» **EXCERPT PROVIDED**

Hey y’all! I’m having some issues with GKE’s HTTP(s) ingress. I set it up with GKE Autopilot and a simple container-native load balancing setup, and the initial config seems to work just fine. After deploying, however, something happens and the Ingress returns a 502 error for about 5-6 minutes. The pods are online during this time, and the service does seem functional (the pods pass service health checks). It seems like there’s a large delay between when the pods get created and when they actually get added to the ingress as a backend:
Not entirely sure if that’s it, but I’ve included all the config that I’m using to make this happen. It’s probably a dumb mistake that I’m missing somewhere. Does anyone know what’s going on with this?
Cluster information:
Kubernetes version: 1.18.12-gke.1210
Cloud being used: Google Cloud with GKE Autopilot
YAML
Config for the deployment:
apiVersion: apps/v1
kind: Deployment
metadata:
name: foundation-deployment
spec:
strategy:
# Added after reading this GitHub issue: https://github.com/kubernetes/ingress-gce/issues/34#issuecomment-398831429
type: RollingUpdate
rollingUpdate:
maxUnavailable: 0
selector:
matchLabels:
app: foundation-web
template:
metadata:
labels:
app: foundation-web
spec:
serviceAccountName: # Connects to our database account
containers:
# Run Cloud SQL proxy so we can safely connect to Postgres on localhost.
- name: cloud-sql-proxy
image: gcr.io/cloudsql-docker/gce-proxy:1.17
resources:
requests:
cpu: "250m"
memory: 100Mi
limits:
cpu: "500m"
memory: 100Mi
command:
# Connects to Cloud SQL Proxy
securityContext:
runAsNonRoot: true
- name: foundation-web
image: # Pulls latest version of image from GCR
imagePullPolicy: Always
env:
# Env-specific config
resources:
requests:
memory: "500Mi"
cpu: "2"
limits:
memory: "1000Mi"
cpu: "2"
livenessProbe:
httpGet:
path: /healthz
port: 4000
initialDelaySeconds: 5
periodSeconds: 5
readinessProbe:
httpGet:
path: /healthz
port: 4000
initialDelaySeconds: 5
periodSeconds: 5
ports:
- containerPort: 4000
Config for the service:
apiVersion: v1
kind: Service
metadata:
name: foundation-web-service
annotations:
cloud.google.com/backend-config: '{"ports": {"4000": "foundation-ingress-config"}}'
cloud.google.com/neg: '{"ingress": true}'
spec:
type: NodePort
selector:
app: foundation-web
ports:
- port: 4000
targetPort: 4000
Config for the BackendConfig:
apiVersion: cloud.google.com/v1
kind: BackendConfig
metadata:
name: foundation-ingress-config
spec:
timeoutSec: 40
connectionDraining:
drainingTimeoutSec: 60
Config for the Ingress:
apiVersion: networking.k8s.io/v1beta1
kind: Ingress
metadata:
name: foundation-web-ingress
labels:
name: foundation-web-ingress
spec:
backend:
serviceName: foundation-web-service
servicePort: 4000
You can format your yaml by highlighting it and pressing Ctrl-Shift-C, it will make your output easier to read.

» **SHORT EXERCISE 1**
Print the part of the GKE ingress post starting with "Hey y’all! I’m" and going on through "on with this?".
» **SHORT EXERCISE 2**
In the GKE ingress post, how long does the Ingress return a 502 error after a deployment?

» **GIVEN RECORDS**
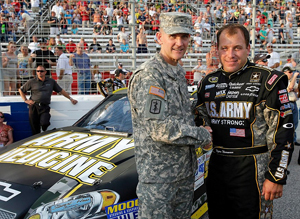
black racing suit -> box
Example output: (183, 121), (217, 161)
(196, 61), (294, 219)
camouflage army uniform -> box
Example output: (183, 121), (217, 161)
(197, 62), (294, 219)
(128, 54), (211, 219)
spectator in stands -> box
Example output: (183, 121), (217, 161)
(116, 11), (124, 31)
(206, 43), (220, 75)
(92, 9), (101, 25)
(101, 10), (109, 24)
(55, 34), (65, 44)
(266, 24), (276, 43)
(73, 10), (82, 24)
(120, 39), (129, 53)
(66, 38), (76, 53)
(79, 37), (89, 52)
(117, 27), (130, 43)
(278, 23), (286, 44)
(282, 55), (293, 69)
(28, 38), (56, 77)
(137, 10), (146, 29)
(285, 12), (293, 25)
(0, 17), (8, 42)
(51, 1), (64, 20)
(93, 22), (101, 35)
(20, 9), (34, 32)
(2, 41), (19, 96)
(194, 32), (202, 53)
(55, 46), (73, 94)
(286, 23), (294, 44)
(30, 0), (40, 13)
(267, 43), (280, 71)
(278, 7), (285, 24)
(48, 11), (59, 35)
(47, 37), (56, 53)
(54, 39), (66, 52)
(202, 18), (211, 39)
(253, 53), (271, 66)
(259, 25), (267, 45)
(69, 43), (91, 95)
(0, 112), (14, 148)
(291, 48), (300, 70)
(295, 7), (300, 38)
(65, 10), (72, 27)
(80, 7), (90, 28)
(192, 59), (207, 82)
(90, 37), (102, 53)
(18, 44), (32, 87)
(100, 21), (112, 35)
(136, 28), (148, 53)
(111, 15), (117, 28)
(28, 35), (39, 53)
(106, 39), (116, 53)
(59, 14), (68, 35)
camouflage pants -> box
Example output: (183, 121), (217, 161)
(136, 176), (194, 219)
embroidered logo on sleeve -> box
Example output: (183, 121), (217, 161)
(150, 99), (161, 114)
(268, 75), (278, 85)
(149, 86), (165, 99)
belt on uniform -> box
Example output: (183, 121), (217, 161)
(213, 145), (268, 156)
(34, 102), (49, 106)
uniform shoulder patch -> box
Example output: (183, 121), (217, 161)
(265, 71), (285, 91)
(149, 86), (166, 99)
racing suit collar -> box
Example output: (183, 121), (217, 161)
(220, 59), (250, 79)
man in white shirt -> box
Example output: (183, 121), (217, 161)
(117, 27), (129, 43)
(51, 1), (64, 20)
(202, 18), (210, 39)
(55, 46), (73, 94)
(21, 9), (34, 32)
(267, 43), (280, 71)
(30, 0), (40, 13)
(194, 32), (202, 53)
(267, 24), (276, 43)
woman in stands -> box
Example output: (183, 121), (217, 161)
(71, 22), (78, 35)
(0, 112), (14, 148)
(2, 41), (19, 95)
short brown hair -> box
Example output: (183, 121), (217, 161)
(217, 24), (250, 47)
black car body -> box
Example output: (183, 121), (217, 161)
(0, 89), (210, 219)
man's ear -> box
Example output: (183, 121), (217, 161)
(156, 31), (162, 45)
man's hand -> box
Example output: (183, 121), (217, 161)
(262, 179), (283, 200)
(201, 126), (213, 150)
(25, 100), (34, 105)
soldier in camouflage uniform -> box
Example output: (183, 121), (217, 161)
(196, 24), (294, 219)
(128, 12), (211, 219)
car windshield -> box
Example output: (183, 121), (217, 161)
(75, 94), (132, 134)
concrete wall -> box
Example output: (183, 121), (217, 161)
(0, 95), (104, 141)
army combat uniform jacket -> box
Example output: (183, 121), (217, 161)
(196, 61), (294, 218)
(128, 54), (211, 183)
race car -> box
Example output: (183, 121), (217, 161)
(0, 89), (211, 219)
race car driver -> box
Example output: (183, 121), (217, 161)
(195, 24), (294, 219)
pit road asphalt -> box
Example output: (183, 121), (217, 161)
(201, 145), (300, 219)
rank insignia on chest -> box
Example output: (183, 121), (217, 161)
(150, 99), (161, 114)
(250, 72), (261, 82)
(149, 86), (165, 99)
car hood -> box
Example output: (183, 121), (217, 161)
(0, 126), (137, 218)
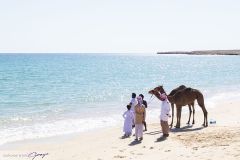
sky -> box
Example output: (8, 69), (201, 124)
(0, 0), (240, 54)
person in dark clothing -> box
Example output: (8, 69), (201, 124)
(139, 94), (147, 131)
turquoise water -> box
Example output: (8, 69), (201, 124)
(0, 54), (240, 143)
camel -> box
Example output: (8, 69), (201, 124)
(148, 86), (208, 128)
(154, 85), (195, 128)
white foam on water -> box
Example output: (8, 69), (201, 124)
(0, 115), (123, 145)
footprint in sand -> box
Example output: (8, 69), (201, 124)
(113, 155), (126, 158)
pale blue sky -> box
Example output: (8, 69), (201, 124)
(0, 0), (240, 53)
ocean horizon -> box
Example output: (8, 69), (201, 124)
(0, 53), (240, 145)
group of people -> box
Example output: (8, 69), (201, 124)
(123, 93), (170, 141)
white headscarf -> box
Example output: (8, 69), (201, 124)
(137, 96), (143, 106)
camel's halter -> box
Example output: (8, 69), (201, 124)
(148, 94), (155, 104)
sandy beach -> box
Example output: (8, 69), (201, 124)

» **TASK RESPONSE 1**
Hey y’all! I’m having some issues with GKE’s HTTP(s) ingress. I set it up with GKE Autopilot and a simple container-native load balancing setup, and the initial config seems to work just fine. After deploying, however, something happens and the Ingress returns a 502 error for about 5-6 minutes. The pods are online during this time, and the service does seem functional (the pods pass service health checks). It seems like there’s a large delay between when the pods get created and when they actually get added to the ingress as a backend:
Not entirely sure if that’s it, but I’ve included all the config that I’m using to make this happen. It’s probably a dumb mistake that I’m missing somewhere. Does anyone know what’s going on with this?

» **TASK RESPONSE 2**
About 5-6 minutes.